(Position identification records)
════════════════

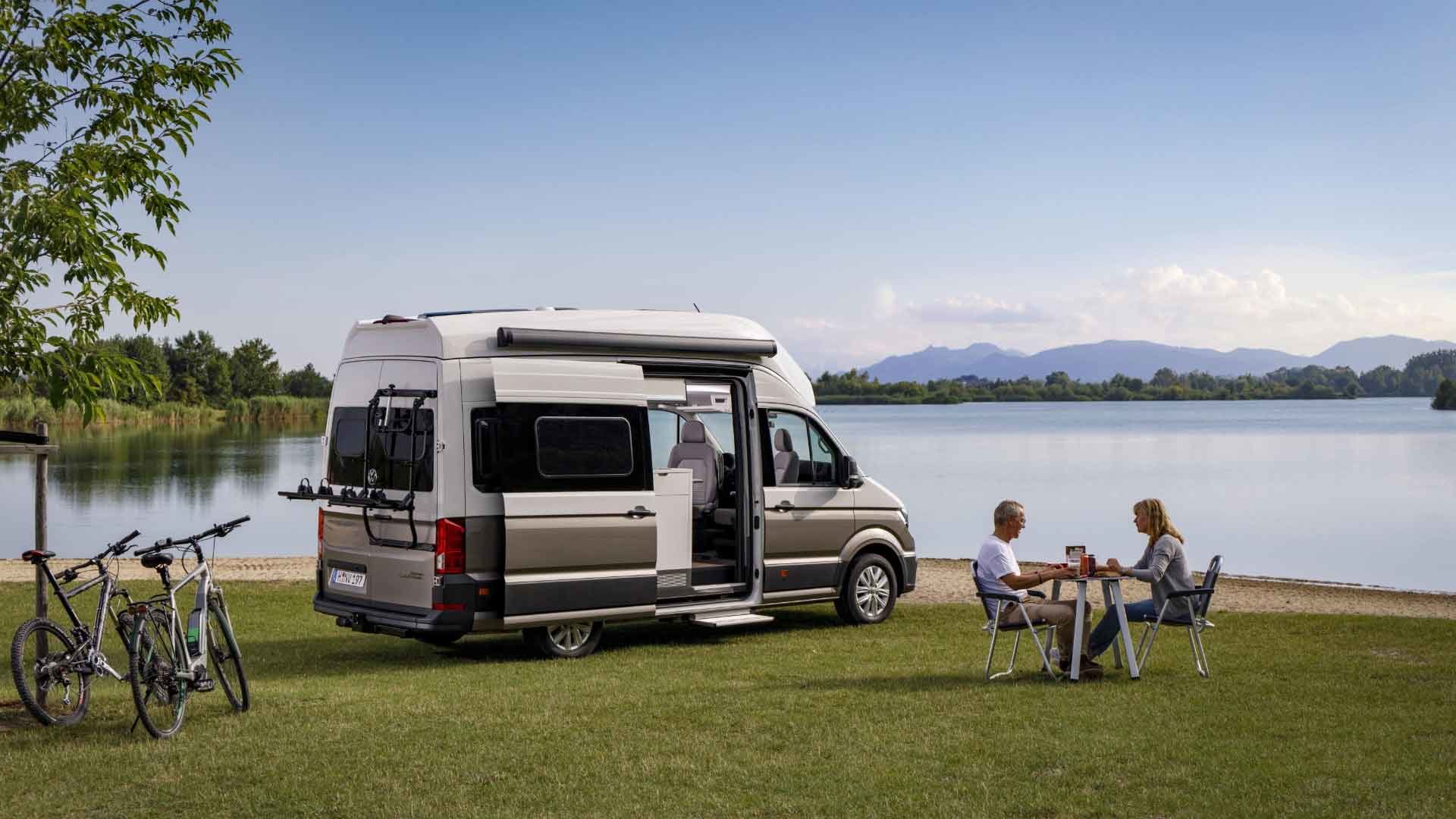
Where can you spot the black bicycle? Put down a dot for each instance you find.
(171, 662)
(52, 665)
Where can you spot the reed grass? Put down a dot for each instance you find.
(20, 413)
(270, 409)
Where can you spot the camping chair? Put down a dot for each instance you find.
(1196, 604)
(993, 604)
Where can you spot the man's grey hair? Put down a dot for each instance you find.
(1008, 510)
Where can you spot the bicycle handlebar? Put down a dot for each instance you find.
(220, 531)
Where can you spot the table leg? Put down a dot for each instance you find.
(1128, 632)
(1076, 632)
(1111, 591)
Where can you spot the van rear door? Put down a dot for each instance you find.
(400, 457)
(576, 466)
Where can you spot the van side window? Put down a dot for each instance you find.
(574, 447)
(666, 428)
(392, 447)
(824, 457)
(485, 428)
(800, 450)
(788, 441)
(558, 447)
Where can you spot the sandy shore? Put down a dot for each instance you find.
(949, 582)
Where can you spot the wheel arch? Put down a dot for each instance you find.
(874, 541)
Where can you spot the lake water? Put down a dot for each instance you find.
(1359, 491)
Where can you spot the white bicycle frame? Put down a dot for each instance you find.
(204, 586)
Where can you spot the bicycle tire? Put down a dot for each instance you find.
(224, 653)
(36, 686)
(161, 698)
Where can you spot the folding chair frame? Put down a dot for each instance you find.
(1194, 626)
(993, 626)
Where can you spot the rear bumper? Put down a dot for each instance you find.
(910, 566)
(398, 621)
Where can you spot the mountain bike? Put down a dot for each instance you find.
(171, 659)
(53, 667)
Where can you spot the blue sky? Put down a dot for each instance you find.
(861, 178)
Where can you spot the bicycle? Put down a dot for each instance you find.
(38, 670)
(169, 662)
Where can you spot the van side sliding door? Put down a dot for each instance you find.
(576, 472)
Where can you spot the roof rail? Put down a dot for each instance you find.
(530, 337)
(433, 314)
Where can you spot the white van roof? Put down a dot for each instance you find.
(473, 334)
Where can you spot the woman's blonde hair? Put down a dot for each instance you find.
(1158, 522)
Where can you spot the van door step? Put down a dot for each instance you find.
(720, 620)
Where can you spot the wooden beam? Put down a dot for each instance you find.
(28, 449)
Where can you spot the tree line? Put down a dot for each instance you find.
(1445, 395)
(193, 369)
(1421, 376)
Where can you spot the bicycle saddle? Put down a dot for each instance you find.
(155, 560)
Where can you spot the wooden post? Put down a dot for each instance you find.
(41, 480)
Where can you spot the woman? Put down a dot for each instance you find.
(1163, 564)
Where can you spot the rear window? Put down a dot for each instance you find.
(392, 447)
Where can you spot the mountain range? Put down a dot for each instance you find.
(1141, 359)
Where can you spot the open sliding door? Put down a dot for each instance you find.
(571, 447)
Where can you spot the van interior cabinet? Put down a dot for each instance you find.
(674, 531)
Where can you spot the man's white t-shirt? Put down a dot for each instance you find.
(995, 561)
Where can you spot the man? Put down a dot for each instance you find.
(999, 572)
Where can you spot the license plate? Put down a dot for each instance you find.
(346, 577)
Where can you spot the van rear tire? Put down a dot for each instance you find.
(870, 592)
(565, 640)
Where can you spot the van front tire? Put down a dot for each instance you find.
(870, 592)
(565, 640)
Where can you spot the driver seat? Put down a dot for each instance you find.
(698, 455)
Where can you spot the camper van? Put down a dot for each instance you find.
(555, 469)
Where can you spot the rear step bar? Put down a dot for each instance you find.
(720, 620)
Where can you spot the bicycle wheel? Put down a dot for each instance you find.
(156, 654)
(41, 657)
(228, 662)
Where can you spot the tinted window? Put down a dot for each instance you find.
(555, 447)
(582, 447)
(814, 457)
(721, 426)
(666, 428)
(824, 457)
(398, 439)
(788, 449)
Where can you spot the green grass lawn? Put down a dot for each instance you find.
(1304, 714)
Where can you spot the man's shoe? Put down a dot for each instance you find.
(1091, 670)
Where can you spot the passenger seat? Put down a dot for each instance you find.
(698, 455)
(785, 461)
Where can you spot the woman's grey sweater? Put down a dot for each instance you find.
(1165, 566)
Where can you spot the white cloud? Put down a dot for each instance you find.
(884, 303)
(1169, 305)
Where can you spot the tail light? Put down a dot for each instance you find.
(449, 547)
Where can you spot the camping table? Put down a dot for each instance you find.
(1112, 598)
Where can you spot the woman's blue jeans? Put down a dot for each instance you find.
(1107, 632)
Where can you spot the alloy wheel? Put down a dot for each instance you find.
(873, 591)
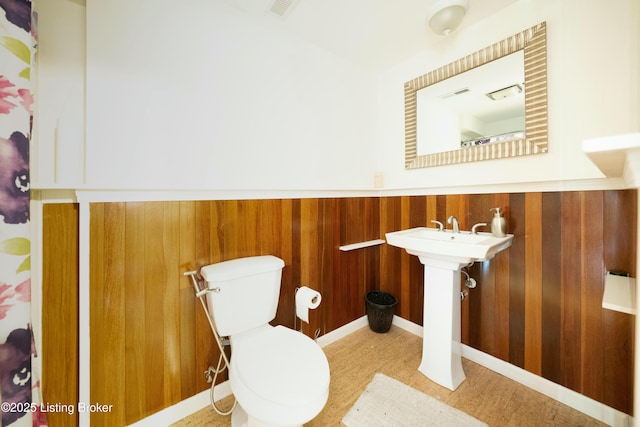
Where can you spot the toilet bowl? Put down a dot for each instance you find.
(279, 377)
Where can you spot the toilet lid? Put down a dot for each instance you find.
(281, 365)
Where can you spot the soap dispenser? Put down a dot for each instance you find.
(498, 223)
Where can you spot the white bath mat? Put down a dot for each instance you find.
(387, 402)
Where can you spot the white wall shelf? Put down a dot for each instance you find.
(619, 293)
(361, 245)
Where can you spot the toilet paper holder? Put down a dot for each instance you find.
(313, 303)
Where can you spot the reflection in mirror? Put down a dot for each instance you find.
(481, 106)
(510, 77)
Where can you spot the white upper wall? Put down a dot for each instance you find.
(196, 94)
(592, 52)
(199, 95)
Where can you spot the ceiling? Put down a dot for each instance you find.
(373, 33)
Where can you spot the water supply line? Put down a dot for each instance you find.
(201, 293)
(469, 283)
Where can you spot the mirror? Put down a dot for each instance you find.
(428, 143)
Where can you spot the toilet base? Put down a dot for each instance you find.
(240, 418)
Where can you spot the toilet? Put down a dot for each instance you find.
(280, 377)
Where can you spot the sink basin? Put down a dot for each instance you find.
(443, 254)
(462, 248)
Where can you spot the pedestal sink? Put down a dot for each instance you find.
(443, 254)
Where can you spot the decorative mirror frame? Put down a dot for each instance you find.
(534, 43)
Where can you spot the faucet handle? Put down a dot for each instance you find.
(474, 229)
(440, 225)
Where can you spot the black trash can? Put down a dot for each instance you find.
(381, 307)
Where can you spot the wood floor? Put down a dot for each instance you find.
(485, 395)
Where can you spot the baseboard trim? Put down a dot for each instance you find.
(577, 401)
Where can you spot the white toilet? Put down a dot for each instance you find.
(279, 377)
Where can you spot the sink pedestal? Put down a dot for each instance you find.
(441, 350)
(443, 254)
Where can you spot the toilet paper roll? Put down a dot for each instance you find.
(306, 299)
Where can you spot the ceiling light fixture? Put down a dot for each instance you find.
(446, 15)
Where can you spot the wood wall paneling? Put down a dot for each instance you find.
(60, 315)
(537, 305)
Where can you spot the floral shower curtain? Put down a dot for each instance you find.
(20, 390)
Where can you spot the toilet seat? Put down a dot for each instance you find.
(278, 375)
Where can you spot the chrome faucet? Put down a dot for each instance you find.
(439, 224)
(453, 220)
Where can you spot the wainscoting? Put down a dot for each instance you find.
(537, 305)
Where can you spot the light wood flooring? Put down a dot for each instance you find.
(485, 395)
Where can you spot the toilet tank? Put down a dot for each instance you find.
(245, 292)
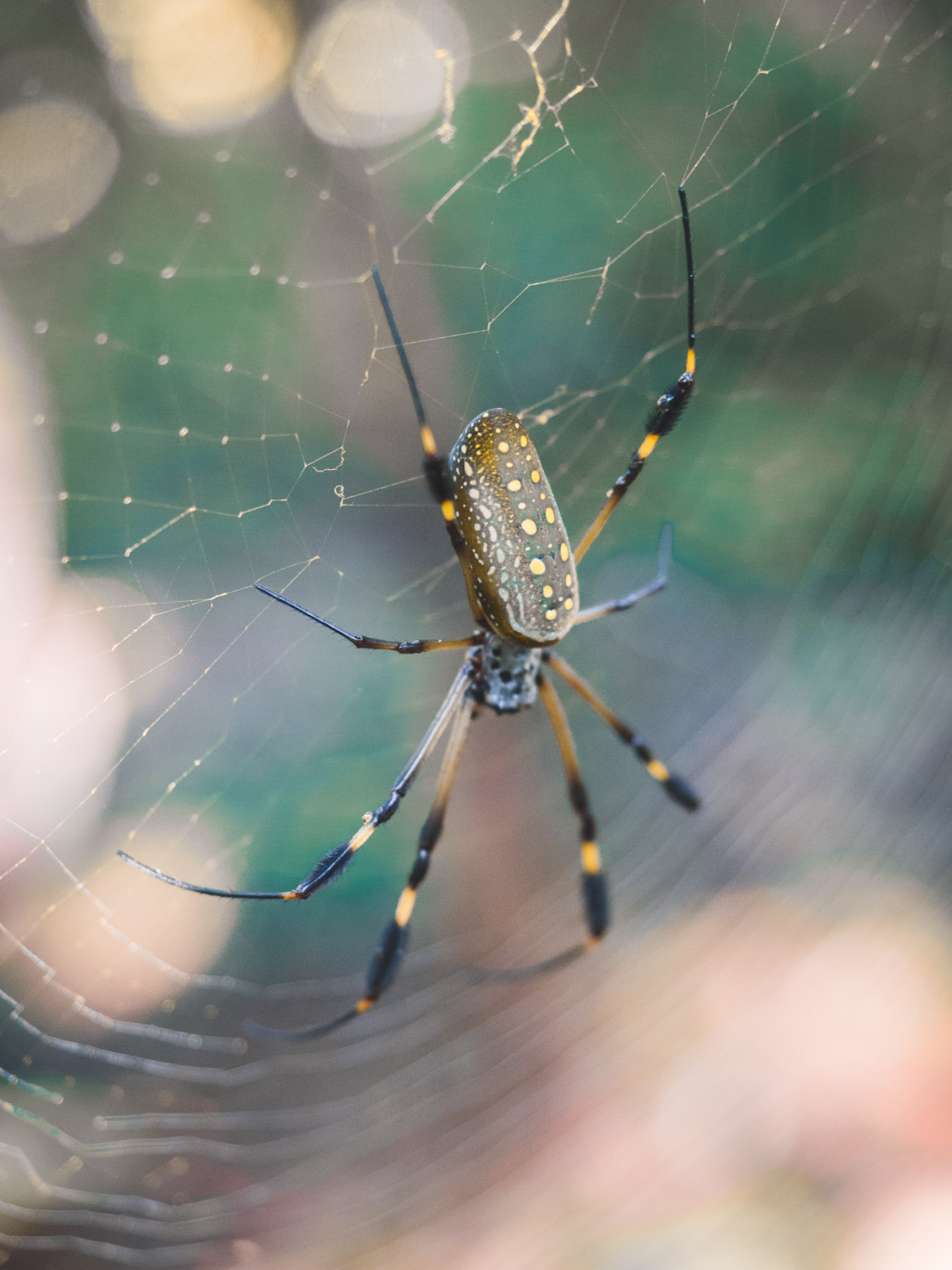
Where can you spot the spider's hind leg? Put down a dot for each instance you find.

════════════════

## WHAT TO WORK ON
Convert all of the records above into a numbered list, with no blank lines. Leave the pictures out.

## REPLY
1. Where can you spot the black bicycle? Put down a dot for each instance you find.
2. (171, 662)
3. (52, 665)
4. Where can you spot the reed grass? Put down a dot for each instance you find.
5. (20, 413)
6. (270, 409)
7. Where can you spot the camping chair? Put down a dot for each instance you find.
8. (1196, 604)
9. (993, 604)
10. Where can you spot the man's grey hair? Put down a dot for each instance you find.
11. (1008, 510)
12. Where can you spot the bicycle handlebar? Put down a dot for each instance you find.
13. (220, 531)
14. Where can you spot the table leg? Put down a dot for each instance you find.
15. (1128, 632)
16. (1076, 632)
17. (1111, 591)
18. Where can you spot the van rear door? Put down a dot for each instance you find.
19. (400, 457)
20. (576, 466)
21. Where can you spot the van side window? Put down a dot for each instance you find.
22. (574, 447)
23. (666, 428)
24. (392, 447)
25. (824, 457)
26. (485, 428)
27. (800, 450)
28. (788, 441)
29. (558, 447)
30. Where can you spot the sandy shore? Put down a dot for each instance you find.
31. (949, 582)
32. Where can you spot the wheel arch? Put down a dot for each instance you find.
33. (874, 541)
34. Where can you spot the lake water? Put down a dot for each instance you find.
35. (1359, 491)
36. Where can you spot the white bicycle frame? Put down a dot for each instance you find.
37. (204, 586)
38. Where can you spot the bicycle tire? Put down a dot for each instance you find.
39. (224, 653)
40. (36, 686)
41. (161, 698)
42. Where can you spot the folding chair frame? Put down a dot for each instance you find.
43. (1194, 626)
44. (993, 626)
45. Where can you spot the rear bumper? Put down a dot for each instance you find.
46. (910, 566)
47. (398, 621)
48. Where can you spot the mountain bike? Put down a dot for each instance you find.
49. (171, 659)
50. (53, 667)
51. Where can you spot the blue sky? Put down a dot for each instance you find.
52. (861, 178)
53. Where can you spot the bicycle? Put down a dot for each instance you find.
54. (38, 670)
55. (169, 662)
56. Where can you spot the van side sliding door? Put down a dot for each instance you find.
57. (576, 472)
58. Where can you spot the roof rail? Put down a dot for each instance you find.
59. (530, 337)
60. (433, 314)
61. Where can you spot the white van roof? Put down a dot for each instance you find.
62. (473, 334)
63. Where can you spot the woman's blonde hair? Put down a dot for each instance you find.
64. (1158, 522)
65. Where can you spot the van door step? Put down a dot for each instance you find.
66. (720, 620)
67. Where can you spot the wooden beam? Put down a dot for each instance you find.
68. (28, 449)
69. Where can you spot the tree line? Put down a dot for each instance you find.
70. (1445, 395)
71. (193, 369)
72. (1421, 376)
73. Where can you spot the bicycle saddle? Put down a dot for each instance you find.
74. (155, 560)
75. Where can you spot the wooden post? Put down a dot for each instance you find.
76. (41, 480)
77. Where can you spot the woman? Put down a dot for each instance you find.
78. (1163, 564)
79. Where can you spot the rear window? Put down a dot for each instance you find.
80. (392, 447)
81. Where can you spot the mountain range? Put down a dot for each instance you find.
82. (1141, 359)
83. Where can you spot the open sliding door? Put down a dot for each instance you find.
84. (571, 447)
85. Where can you spot the van interior cabinet? Put down a dot for each instance you find.
86. (674, 531)
87. Where can you spot the man's white t-shirt? Put down a dot for each instance you find.
88. (995, 561)
89. Where can you spot the man? Put down a dot for each instance you find.
90. (999, 572)
91. Where can you spot the license plate? Put down a dot for each instance you find.
92. (346, 577)
93. Where can you spot the van rear tire? Put down a dot for each instance you find.
94. (870, 592)
95. (565, 640)
96. Where can you spot the van front tire? Put down a dot for each instance you find.
97. (870, 592)
98. (565, 640)
99. Where can you spot the driver seat? Put down a dot for each instance you find.
100. (698, 455)
101. Where can you spot the camper van? Put down a dot for each instance you find.
102. (555, 469)
103. Where can you spot the rear step bar? Put down a dot for each instance you find.
104. (720, 620)
105. Where can you spot the bicycle wheel? Put down a dot for each instance you find.
106. (156, 654)
107. (41, 657)
108. (228, 662)
109. Where can you spot the tinted window? Put down a dot for each instance you find.
110. (555, 447)
111. (582, 447)
112. (814, 457)
113. (721, 426)
114. (666, 428)
115. (824, 457)
116. (398, 439)
117. (788, 449)
118. Where can you spot the green grass lawn? Put down a dot for each instance you find.
119. (1304, 714)
120. Where can you spot the man's shoe? Put down a dot for each instance you find.
121. (1091, 670)
122. Where can you spot the passenger seat? Put down a dot for each instance you find.
123. (698, 455)
124. (785, 461)
125. Where can you spot the woman's grey sweater? Put down a dot for each instance you find.
126. (1165, 566)
127. Where can you spot the white cloud? Put down a dot for each instance you find.
128. (884, 303)
129. (1169, 305)
130. Where can you spot the tail light? Put down a dot for each instance you find.
131. (449, 547)
132. Where can you spot the camping table? Put down a dot for each instance you find.
133. (1112, 598)
134. Where can you spot the woman's blue jeans? Put down a dot for each instance you find.
135. (1107, 632)
136. Where can you spot the alloy wheel? Put down a dot for each instance you find.
137. (873, 591)
138. Where can you spot the toilet bowl? Put down a dot for each instance you find.
139. (279, 377)
140. Where can you spot the toilet lid? Put down a dot for each instance you find.
141. (281, 365)
142. Where can you spot the soap dispenser? Put down a dot for each instance you find.
143. (498, 223)
144. Where can you spot the white bath mat? Put down a dot for each instance you find.
145. (387, 402)
146. Where can you spot the white wall shelf? Put down a dot for each instance you find.
147. (619, 293)
148. (361, 245)
149. Where can you spot the toilet paper holder? Put down a dot for each instance you find.
150. (313, 303)
151. Where can you spot the reflection in mirror? Put down a dot for each instance you find.
152. (481, 106)
153. (510, 77)
154. Where can you spot the white upper wall? Put down a dot for each instance you find.
155. (196, 94)
156. (592, 52)
157. (199, 95)
158. Where can you spot the ceiling? Put down a dot for each instance you find.
159. (373, 33)
160. Where can you spot the water supply line? Put down a dot for each instance you find.
161. (201, 293)
162. (469, 283)
163. Where can you spot the mirror? Put down a dot for each instance you find.
164. (428, 143)
165. Where can you spot the toilet base? Put down a dot for each instance you find.
166. (240, 418)
167. Where can you spot the toilet? Put down a dot for each instance you find.
168. (280, 377)
169. Where can you spot the sink basin? Put down a dot for each instance you find.
170. (443, 254)
171. (462, 248)
172. Where can you spot the pedestal sink? Put down a dot for each instance you find.
173. (443, 254)
174. Where can you spot the decorative mirror frame? Put down a dot for each instance you find.
175. (534, 43)
176. Where can you spot the faucet handle? Put down a dot for each instance you find.
177. (474, 229)
178. (440, 225)
179. Where can you spot the black trash can? Put down a dot for each instance you find.
180. (381, 307)
181. Where can you spot the wood floor? Put down a dot for each instance you find.
182. (485, 395)
183. Where can you spot the baseboard trim? Put down a dot for each instance you find.
184. (577, 401)
185. Where can you spot the white toilet? Put down a dot for each instance you find.
186. (279, 377)
187. Where can you spot the sink pedestal? Put down a dot for each instance you find.
188. (441, 350)
189. (443, 254)
190. Where can you spot the toilet paper roll? Put down a dot for each instance you find.
191. (306, 299)
192. Where can you spot the ceiling light fixture? Put down a dot for each instance you find.
193. (446, 15)
194. Where can you spot the wood wall paneling? Put down a dot for each instance you find.
195. (60, 315)
196. (537, 305)
197. Where can you spot the floral shower curtain? Put down a dot for each instance you find.
198. (20, 390)
199. Where can you spot the toilet seat? Put down a dot for each instance you find.
200. (278, 375)
201. Where can you spot the chrome faucet? Put down a dot for each instance you find.
202. (439, 224)
203. (453, 220)
204. Where can you spot the wainscoting? Put down a dot for each instance you find.
205. (537, 305)
206. Where can you spot the light wood flooring? Put down a dot for each instance you find.
207. (485, 395)
208. Where can you spot the toilet tank? Put down a dot for each instance you find.
209. (245, 292)
210. Where can you spot the spider's hind leg? Put down a dot for each instance you find.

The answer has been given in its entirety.